Repeat everything in the material exactly.

--------

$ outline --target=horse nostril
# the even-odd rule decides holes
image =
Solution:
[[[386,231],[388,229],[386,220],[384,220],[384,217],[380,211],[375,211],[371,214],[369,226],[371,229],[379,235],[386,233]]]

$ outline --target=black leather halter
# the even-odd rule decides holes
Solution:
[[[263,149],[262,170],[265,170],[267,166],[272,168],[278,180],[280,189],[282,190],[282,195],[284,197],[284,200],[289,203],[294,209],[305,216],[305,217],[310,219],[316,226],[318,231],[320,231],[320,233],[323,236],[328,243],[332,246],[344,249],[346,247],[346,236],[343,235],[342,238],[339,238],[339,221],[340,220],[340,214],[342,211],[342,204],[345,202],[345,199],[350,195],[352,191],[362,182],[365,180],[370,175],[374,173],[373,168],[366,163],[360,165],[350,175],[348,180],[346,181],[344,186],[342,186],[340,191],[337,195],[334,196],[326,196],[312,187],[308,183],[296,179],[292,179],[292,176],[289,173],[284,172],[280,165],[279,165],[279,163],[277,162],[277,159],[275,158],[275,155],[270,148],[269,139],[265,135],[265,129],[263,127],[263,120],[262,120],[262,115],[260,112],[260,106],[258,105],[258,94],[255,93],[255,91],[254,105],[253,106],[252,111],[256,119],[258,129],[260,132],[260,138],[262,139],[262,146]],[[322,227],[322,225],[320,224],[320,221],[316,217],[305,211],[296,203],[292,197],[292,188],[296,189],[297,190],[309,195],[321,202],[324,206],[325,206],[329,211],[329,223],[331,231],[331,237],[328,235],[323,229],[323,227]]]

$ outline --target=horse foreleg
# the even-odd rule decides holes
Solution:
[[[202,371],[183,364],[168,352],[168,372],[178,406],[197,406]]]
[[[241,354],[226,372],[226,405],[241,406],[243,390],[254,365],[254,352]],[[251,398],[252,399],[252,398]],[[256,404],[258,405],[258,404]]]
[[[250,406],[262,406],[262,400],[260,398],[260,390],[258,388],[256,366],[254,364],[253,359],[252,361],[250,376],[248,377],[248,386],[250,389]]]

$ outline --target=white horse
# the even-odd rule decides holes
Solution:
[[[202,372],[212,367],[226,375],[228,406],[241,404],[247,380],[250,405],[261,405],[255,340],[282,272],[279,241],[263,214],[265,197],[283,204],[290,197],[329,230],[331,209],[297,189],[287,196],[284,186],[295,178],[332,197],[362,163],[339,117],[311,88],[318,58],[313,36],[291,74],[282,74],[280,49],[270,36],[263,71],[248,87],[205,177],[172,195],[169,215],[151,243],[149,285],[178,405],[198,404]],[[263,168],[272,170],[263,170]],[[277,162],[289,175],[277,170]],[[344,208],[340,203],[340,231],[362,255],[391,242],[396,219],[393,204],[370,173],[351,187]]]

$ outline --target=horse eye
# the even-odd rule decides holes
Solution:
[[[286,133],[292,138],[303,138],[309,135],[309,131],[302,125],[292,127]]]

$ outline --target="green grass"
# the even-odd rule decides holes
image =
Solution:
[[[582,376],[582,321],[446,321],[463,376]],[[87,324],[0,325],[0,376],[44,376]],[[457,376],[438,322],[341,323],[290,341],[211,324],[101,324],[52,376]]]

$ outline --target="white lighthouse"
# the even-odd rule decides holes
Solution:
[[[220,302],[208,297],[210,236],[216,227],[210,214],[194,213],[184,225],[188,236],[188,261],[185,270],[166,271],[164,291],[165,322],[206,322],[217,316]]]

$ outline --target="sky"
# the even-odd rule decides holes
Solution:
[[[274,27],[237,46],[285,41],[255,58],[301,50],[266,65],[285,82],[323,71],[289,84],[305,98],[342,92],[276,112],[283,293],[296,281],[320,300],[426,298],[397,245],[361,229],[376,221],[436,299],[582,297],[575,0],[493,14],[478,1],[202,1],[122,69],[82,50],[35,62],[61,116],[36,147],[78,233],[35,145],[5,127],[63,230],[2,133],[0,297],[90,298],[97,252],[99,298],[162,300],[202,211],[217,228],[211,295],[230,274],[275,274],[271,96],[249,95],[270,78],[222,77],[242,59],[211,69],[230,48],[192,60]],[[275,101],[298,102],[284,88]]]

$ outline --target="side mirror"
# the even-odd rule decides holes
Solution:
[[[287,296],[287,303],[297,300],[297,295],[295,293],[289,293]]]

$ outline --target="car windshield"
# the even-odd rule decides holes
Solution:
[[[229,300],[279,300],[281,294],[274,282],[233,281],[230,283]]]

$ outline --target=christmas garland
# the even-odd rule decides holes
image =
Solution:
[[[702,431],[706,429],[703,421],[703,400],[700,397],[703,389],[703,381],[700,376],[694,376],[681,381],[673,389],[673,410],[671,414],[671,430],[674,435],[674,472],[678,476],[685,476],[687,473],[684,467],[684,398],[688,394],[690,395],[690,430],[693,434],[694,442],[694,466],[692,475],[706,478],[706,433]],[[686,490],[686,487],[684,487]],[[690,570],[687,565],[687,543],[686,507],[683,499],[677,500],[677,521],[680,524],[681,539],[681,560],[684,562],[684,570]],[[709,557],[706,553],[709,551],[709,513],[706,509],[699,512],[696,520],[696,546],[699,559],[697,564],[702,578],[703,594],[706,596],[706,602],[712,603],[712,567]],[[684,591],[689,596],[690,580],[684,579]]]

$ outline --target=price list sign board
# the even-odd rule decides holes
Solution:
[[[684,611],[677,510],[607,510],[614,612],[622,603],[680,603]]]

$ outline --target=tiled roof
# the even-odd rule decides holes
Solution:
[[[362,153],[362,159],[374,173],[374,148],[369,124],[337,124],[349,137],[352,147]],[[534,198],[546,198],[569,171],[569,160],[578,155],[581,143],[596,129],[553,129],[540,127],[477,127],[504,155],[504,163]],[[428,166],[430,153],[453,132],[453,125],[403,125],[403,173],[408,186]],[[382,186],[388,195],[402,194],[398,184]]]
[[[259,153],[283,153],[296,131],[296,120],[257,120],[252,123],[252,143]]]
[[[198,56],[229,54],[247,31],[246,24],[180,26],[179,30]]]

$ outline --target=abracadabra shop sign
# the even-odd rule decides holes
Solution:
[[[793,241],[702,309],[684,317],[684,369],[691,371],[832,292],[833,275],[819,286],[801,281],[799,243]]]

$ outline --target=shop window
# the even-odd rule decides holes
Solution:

--------

THE COMPLETED TASK:
$ outline --target=horse nostril
# the even-odd rule decides holes
image =
Solution:
[[[386,231],[388,229],[386,220],[384,220],[384,217],[380,211],[375,211],[371,214],[369,226],[371,229],[379,235],[386,233]]]

$ outline --target=black leather halter
# the even-odd rule decides holes
Solution:
[[[263,149],[262,170],[265,170],[267,166],[272,168],[278,180],[280,189],[282,190],[282,195],[284,197],[284,200],[289,203],[294,209],[305,216],[305,217],[310,219],[316,226],[318,231],[320,231],[320,233],[323,236],[328,243],[332,246],[344,249],[346,247],[346,236],[343,235],[342,238],[339,238],[339,221],[340,220],[340,214],[342,211],[342,204],[345,202],[345,199],[350,195],[352,191],[362,182],[365,180],[370,175],[374,173],[373,168],[366,163],[360,165],[350,175],[348,180],[346,181],[344,186],[342,186],[340,191],[337,195],[334,196],[326,196],[312,187],[308,183],[296,179],[292,179],[292,176],[289,173],[284,172],[280,165],[279,165],[279,163],[277,162],[277,159],[275,158],[275,155],[270,148],[269,139],[265,135],[265,129],[263,127],[263,120],[262,120],[262,115],[260,112],[260,106],[258,105],[258,94],[255,93],[255,91],[254,105],[253,106],[252,111],[256,119],[258,129],[260,132],[260,138],[262,139],[262,146]],[[322,227],[322,225],[320,224],[320,221],[316,217],[305,211],[296,203],[292,197],[292,188],[296,189],[297,190],[309,195],[321,202],[324,206],[325,206],[329,211],[329,223],[331,231],[331,237],[328,235],[323,229],[323,227]]]

$ outline --target=horse foreleg
# the even-odd rule decides holes
Solution:
[[[202,371],[183,364],[168,352],[168,372],[178,406],[197,406]]]
[[[241,354],[226,372],[226,405],[241,406],[243,390],[254,365],[254,352]],[[251,398],[252,399],[252,398]],[[256,404],[258,405],[258,404]]]
[[[250,406],[262,406],[262,400],[260,398],[260,390],[258,388],[256,366],[254,364],[253,359],[252,361],[250,376],[248,377],[248,386],[250,389]]]

$ outline --target=white horse
# the even-odd rule decides holes
Solution:
[[[202,372],[212,367],[226,375],[228,406],[241,404],[247,380],[250,405],[261,405],[255,340],[282,272],[279,241],[263,214],[265,197],[283,204],[290,197],[329,230],[331,209],[297,189],[287,196],[284,186],[295,178],[332,197],[362,163],[339,117],[311,88],[318,58],[313,36],[291,74],[282,74],[280,49],[270,36],[263,71],[248,87],[205,177],[172,195],[169,215],[151,243],[149,285],[178,405],[198,404]],[[263,168],[272,170],[263,170]],[[277,162],[289,175],[277,170]],[[344,208],[340,203],[340,231],[362,255],[391,242],[396,219],[393,204],[370,173],[351,187]]]

$ outline --target=horse eye
# the even-odd rule decides holes
Solution:
[[[286,133],[292,138],[303,138],[309,135],[309,131],[302,125],[292,127]]]

$ outline --target="green grass"
# the even-odd rule decides holes
image =
Solution:
[[[582,376],[582,321],[446,321],[463,376]],[[87,324],[0,325],[0,376],[44,376]],[[457,376],[438,322],[341,323],[290,341],[211,324],[101,324],[52,376]]]

$ outline --target="white lighthouse"
# the even-odd rule decides holes
Solution:
[[[220,302],[208,297],[210,236],[216,227],[210,214],[194,213],[184,225],[188,236],[188,261],[185,270],[166,271],[164,291],[165,322],[206,322],[217,316]]]

$ outline --target="sky"
# the even-odd rule decides holes
Solution:
[[[274,27],[237,46],[285,41],[255,58],[301,50],[266,65],[285,82],[323,71],[289,84],[305,98],[342,92],[276,112],[283,293],[296,281],[320,300],[426,298],[397,245],[361,229],[376,221],[436,299],[582,297],[575,0],[493,14],[478,1],[202,1],[122,69],[82,50],[35,62],[61,116],[36,147],[78,233],[35,145],[5,127],[63,230],[2,133],[0,297],[90,298],[97,252],[99,298],[162,300],[202,211],[217,228],[211,295],[230,274],[275,274],[271,96],[249,95],[270,78],[222,77],[242,59],[211,69],[230,48],[192,60]],[[275,101],[298,102],[284,88]]]

$ outline --target="side mirror"
# the even-odd rule decides holes
Solution:
[[[287,296],[287,303],[297,300],[297,295],[295,293],[289,293]]]

$ outline --target="car windshield"
# the even-odd rule decides holes
Solution:
[[[229,300],[279,300],[281,294],[274,282],[233,281],[230,283]]]

$ outline --target=christmas garland
# the even-odd rule decides holes
image =
Solution:
[[[702,431],[706,429],[703,421],[703,400],[700,397],[703,389],[703,381],[700,376],[694,376],[681,381],[673,389],[673,410],[671,414],[671,430],[674,435],[674,472],[678,476],[685,476],[687,473],[684,467],[684,398],[688,394],[690,395],[690,430],[693,434],[694,442],[694,466],[692,475],[706,478],[706,433]],[[686,490],[686,487],[684,487]],[[690,570],[687,565],[687,543],[686,507],[683,499],[677,500],[677,521],[680,524],[681,539],[681,560],[684,562],[684,570]],[[709,557],[706,553],[709,551],[709,513],[706,509],[699,512],[696,520],[696,546],[699,559],[697,564],[702,578],[703,594],[706,596],[706,602],[712,603],[712,567]],[[684,591],[689,596],[690,580],[684,579]]]

$ outline --target=price list sign board
# the even-odd rule decides holes
Solution:
[[[684,611],[677,510],[607,510],[614,612],[622,603],[680,603]]]

$ outline --target=tiled roof
# the even-odd rule decides holes
Solution:
[[[362,153],[362,159],[374,173],[374,148],[369,124],[337,124],[349,137],[352,147]],[[534,198],[546,198],[569,171],[569,160],[578,155],[581,143],[596,129],[553,129],[540,127],[477,127],[504,155],[504,163]],[[428,166],[430,153],[453,132],[453,125],[403,125],[403,173],[408,186]],[[382,186],[388,195],[402,194],[398,184]]]
[[[259,153],[283,153],[296,131],[296,120],[257,120],[252,123],[252,143]]]
[[[198,56],[229,54],[247,31],[246,24],[180,26],[179,30]]]

$ outline --target=abracadabra shop sign
# the even-odd rule decides holes
Solution:
[[[793,241],[702,309],[684,317],[684,369],[691,371],[832,292],[833,275],[819,286],[801,281],[799,243]]]

$ outline --target=shop window
# the even-odd rule decides holes
Solution:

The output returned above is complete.